Stored entries:
^^^^
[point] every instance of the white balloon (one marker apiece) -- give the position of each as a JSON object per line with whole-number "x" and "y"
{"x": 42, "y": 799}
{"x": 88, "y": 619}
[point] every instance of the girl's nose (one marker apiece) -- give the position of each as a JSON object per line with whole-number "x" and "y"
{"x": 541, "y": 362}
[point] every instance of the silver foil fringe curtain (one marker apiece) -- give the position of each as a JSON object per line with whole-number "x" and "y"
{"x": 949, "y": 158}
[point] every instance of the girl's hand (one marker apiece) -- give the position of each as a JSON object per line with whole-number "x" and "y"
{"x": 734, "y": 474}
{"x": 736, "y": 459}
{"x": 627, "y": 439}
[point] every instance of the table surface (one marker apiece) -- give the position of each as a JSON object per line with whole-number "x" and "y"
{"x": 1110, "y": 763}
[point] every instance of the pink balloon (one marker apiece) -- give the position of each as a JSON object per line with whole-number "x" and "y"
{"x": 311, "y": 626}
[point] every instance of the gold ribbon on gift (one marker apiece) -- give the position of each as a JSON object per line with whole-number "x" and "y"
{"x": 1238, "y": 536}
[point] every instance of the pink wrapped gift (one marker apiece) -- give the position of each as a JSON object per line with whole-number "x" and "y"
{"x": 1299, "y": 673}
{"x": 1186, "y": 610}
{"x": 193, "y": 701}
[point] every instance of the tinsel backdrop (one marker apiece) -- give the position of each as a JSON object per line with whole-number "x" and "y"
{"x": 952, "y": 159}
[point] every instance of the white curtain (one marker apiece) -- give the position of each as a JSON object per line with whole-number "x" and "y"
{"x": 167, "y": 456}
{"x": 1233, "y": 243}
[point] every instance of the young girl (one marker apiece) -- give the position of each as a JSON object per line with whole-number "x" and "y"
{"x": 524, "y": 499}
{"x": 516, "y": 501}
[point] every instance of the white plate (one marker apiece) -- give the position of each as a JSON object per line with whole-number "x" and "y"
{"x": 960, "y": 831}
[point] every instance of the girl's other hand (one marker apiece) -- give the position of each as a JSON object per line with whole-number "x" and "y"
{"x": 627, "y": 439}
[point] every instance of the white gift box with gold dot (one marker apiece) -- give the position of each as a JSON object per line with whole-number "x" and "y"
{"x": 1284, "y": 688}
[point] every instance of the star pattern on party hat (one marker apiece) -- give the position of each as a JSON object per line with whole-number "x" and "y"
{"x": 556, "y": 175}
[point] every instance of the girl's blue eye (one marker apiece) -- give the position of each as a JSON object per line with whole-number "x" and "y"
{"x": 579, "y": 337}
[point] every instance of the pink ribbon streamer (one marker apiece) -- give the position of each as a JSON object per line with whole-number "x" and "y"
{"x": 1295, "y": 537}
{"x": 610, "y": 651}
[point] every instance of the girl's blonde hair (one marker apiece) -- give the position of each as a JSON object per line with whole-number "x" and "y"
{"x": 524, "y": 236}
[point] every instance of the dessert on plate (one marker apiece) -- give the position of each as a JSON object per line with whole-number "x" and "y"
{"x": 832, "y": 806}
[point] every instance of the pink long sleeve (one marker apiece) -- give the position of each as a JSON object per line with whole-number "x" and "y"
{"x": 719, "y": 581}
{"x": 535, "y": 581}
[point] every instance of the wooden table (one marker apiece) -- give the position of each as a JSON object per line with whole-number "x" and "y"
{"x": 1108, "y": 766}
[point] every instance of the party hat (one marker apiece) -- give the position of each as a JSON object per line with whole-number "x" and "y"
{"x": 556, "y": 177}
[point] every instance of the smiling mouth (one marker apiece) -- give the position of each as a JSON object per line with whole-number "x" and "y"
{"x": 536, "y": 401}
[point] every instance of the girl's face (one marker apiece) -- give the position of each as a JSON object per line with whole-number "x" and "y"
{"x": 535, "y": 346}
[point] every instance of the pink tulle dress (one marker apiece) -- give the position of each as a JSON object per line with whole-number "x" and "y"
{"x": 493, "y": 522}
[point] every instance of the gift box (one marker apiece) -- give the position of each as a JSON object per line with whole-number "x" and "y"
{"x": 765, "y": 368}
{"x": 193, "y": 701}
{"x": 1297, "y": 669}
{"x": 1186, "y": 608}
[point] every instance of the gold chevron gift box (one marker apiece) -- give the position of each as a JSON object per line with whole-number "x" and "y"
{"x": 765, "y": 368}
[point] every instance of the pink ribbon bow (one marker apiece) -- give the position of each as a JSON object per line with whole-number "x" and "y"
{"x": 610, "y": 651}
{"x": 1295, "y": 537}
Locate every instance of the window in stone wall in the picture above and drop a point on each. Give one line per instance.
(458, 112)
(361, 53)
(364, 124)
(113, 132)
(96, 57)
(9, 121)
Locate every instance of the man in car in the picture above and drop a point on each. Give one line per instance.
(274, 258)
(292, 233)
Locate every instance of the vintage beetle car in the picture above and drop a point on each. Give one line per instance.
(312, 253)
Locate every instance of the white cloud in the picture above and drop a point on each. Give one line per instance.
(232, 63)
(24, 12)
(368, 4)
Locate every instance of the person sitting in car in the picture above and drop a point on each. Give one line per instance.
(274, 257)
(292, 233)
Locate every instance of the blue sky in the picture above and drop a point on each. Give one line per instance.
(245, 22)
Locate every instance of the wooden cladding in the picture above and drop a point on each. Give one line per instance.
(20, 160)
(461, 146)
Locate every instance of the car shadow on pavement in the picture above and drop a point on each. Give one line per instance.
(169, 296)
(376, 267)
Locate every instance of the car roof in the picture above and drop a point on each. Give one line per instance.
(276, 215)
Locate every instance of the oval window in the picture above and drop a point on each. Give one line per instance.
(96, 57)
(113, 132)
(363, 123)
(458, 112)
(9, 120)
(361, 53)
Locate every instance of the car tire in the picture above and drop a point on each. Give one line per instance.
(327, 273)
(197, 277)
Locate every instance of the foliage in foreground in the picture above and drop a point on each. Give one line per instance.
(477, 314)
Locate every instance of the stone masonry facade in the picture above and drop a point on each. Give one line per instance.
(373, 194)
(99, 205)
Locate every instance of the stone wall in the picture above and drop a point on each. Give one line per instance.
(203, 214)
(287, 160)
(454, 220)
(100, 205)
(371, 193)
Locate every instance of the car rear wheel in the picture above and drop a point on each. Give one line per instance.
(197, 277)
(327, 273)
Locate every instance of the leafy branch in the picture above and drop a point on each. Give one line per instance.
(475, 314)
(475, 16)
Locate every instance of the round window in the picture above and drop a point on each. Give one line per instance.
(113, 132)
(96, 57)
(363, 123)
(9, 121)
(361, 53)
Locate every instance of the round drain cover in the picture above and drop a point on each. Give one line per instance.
^^^^
◆ Set task ◆
Each line of the listing should be copied exactly.

◆ Written answer ◆
[point] every instance of the white balloon (one marker apiece) -- give the position of each as a JSON object per line with whole-number "x" and "y"
{"x": 42, "y": 799}
{"x": 88, "y": 619}
[point] every instance of the girl's nose (one marker apiece) -- give the position of each as a JSON object per line with whole-number "x" and "y"
{"x": 541, "y": 362}
[point] every instance of the silver foil fringe curtain (one marker apiece) -- give the position of each as a JSON object per line with whole-number "x" and "y"
{"x": 949, "y": 158}
[point] every instance of the girl's hand (one marker apiece) -- give the position of each as a JSON object per line with whole-number "x" and "y"
{"x": 734, "y": 474}
{"x": 736, "y": 459}
{"x": 627, "y": 439}
[point] every instance of the table surface (one marker apiece) -- give the position of each as a JSON object per line with whole-number "x" and "y"
{"x": 1110, "y": 763}
[point] every instance of the pink balloon (one marker apiece) -- give the position of each as a JSON object per line with whole-number "x" and "y"
{"x": 311, "y": 626}
[point] every instance of the gold ribbon on gift (one marker apiece) -- give the position of each as a JSON object per line with whole-number "x" and "y"
{"x": 1238, "y": 536}
[point] every instance of the pink wrapped gift (one marker apiece) -- give the position of each as a JSON object per line with whole-number "x" and "y"
{"x": 1299, "y": 673}
{"x": 1186, "y": 610}
{"x": 193, "y": 701}
[point] every instance of the tinsel backdrop (one marker apiece) -- give the position of each as a JSON object per line with whole-number "x" and "y"
{"x": 952, "y": 159}
[point] every instance of the white curtain (one marker apiece) -- give the position of each as a JSON object per line with whole-number "x" and "y"
{"x": 167, "y": 456}
{"x": 1233, "y": 243}
[point] every instance of the young girl (one marker apiece) -- give the position of each as a JSON object per line with whole-number "x" and "y"
{"x": 524, "y": 499}
{"x": 516, "y": 501}
[point] every instance of the white plate (one marker apiece) -- give the position of each as a JSON object per line with whole-number "x" and "y"
{"x": 960, "y": 831}
[point] every instance of the girl's other hand (one marker apiece) -- give the position of each as a JSON object per line with whole-number "x" and "y"
{"x": 627, "y": 439}
[point] every instance of the white gift box with gold dot (one marker apiece) -- give the position of each as a JSON object per line with whole-number "x" and "y"
{"x": 1284, "y": 688}
[point] every instance of the star pattern on party hat (one marker apiece) -- give the position of each as a JSON object per line with whole-number "x" and "y"
{"x": 556, "y": 175}
[point] every instance of the girl's blue eye (one marker apiece) -- give the position of each as a JSON object per line with whole-number "x" and "y"
{"x": 579, "y": 337}
[point] every instance of the pink ribbon streamer (one marker apiece) -- give the position of each as a JSON object per line with whole-number "x" and "y"
{"x": 1295, "y": 537}
{"x": 610, "y": 651}
[point] every instance of the girl's blonde hair (one marker apiece) -- give the position of each as a JSON object per line with whole-number "x" and "y"
{"x": 524, "y": 236}
[point] every instance of the dessert on plate (one marker apiece) -- give the position of each as a JSON object per line with whole-number "x" and "y"
{"x": 832, "y": 806}
[point] every instance of the pink long sleeve (one marker apiece) -- give the position of each as a JSON object per line with whole-number "x" and "y"
{"x": 719, "y": 581}
{"x": 535, "y": 581}
[point] every instance of the wooden table (one marker apiece) -- give the position of each as a JSON object per line with whole-number "x" and "y"
{"x": 1108, "y": 766}
[point] every instance of the party hat (one marker apiece) -- give the position of each as a JSON object per line with whole-number "x" and "y"
{"x": 556, "y": 177}
[point] every instance of the smiling mouth (one marker apiece) -- give the position of each as a JSON object per line with whole-number "x" and "y"
{"x": 536, "y": 401}
[point] every instance of the girl's face (one marker apiece) -- give the position of each as a JSON object per line with whole-number "x" and "y"
{"x": 535, "y": 346}
[point] every instance of the pink tulle dress (one marker apiece) -- give the position of each as a JSON object per line with whole-number "x" and "y"
{"x": 493, "y": 522}
[point] every instance of the gift box (one marker apiece) -- give the position of each as a JSON object per line with whole-number "x" and "y"
{"x": 765, "y": 368}
{"x": 193, "y": 701}
{"x": 1297, "y": 669}
{"x": 1186, "y": 608}
[point] every instance of the gold chevron gift box (one marker apiece) -- give the position of each as a JSON object per line with whole-number "x" and "y"
{"x": 765, "y": 368}
[point] every instance of the pink ribbon bow (one marker apiece) -- give the position of each as a JSON object per line with whole-number "x" and "y"
{"x": 610, "y": 651}
{"x": 1295, "y": 537}
Locate every instance of the window in stone wall in the picture above and drop a point on each. Give one line per instance.
(458, 112)
(361, 53)
(364, 124)
(113, 132)
(96, 57)
(9, 121)
Locate every instance of the man in car in the picture above and drop a point on each. Give one line per instance.
(274, 258)
(292, 233)
Locate every instance of the vintage beetle car in the picture above and drop a point on each. Give one line per instance.
(312, 253)
Locate every instance of the white cloud in the picture above and drop a point on each. Give one line per instance.
(232, 63)
(24, 12)
(368, 4)
Locate every instance of the person sitting in car in the picture above and drop a point on each. Give one line per instance.
(274, 257)
(292, 233)
Locate every instance of the blue sky in the picture above and drop a point on each. Give one line per instance.
(245, 22)
Locate every instance of the wooden cladding in the picture above and drop a point on each. Give one line per instance.
(20, 160)
(461, 146)
Locate every instance of the car shadow on pavement in the picture above and drop a point on each. Give one line per instance.
(169, 296)
(376, 267)
Locate every instance of the car roof in the picture above and drop a point on each. Give one line per instance.
(276, 215)
Locate every instance of the oval window in the picture above and drop a point on each. Give one line per instance.
(96, 57)
(113, 132)
(363, 123)
(458, 112)
(9, 120)
(361, 53)
Locate every instance of the car tire in the picture above and drop a point on each. Give one line per instance.
(327, 273)
(197, 277)
Locate every instance of the foliage in foreground in the picture above and drop a point on each. Give one line per instance.
(477, 314)
Locate every instance of the stone masonry facade in the picture above and drop a point on each. Give one line per instance.
(373, 194)
(99, 205)
Locate every instance of the stone wall in the picture above and drop a point on each. Give one line per instance.
(203, 214)
(287, 160)
(454, 220)
(100, 205)
(371, 193)
Locate every instance of the car rear wheel in the picture above and drop a point on each. Give one line per instance.
(197, 277)
(327, 273)
Locate every instance of the leafy branch in the picture above and drop a point on each. Give one line per instance.
(475, 314)
(475, 16)
Locate every instance of the round window in the picture above and drop a point on each. Give one line per instance.
(113, 132)
(96, 57)
(363, 123)
(9, 121)
(361, 53)
Locate every instance of the round drain cover in the picture above and drop a point on each. Give one line per instance.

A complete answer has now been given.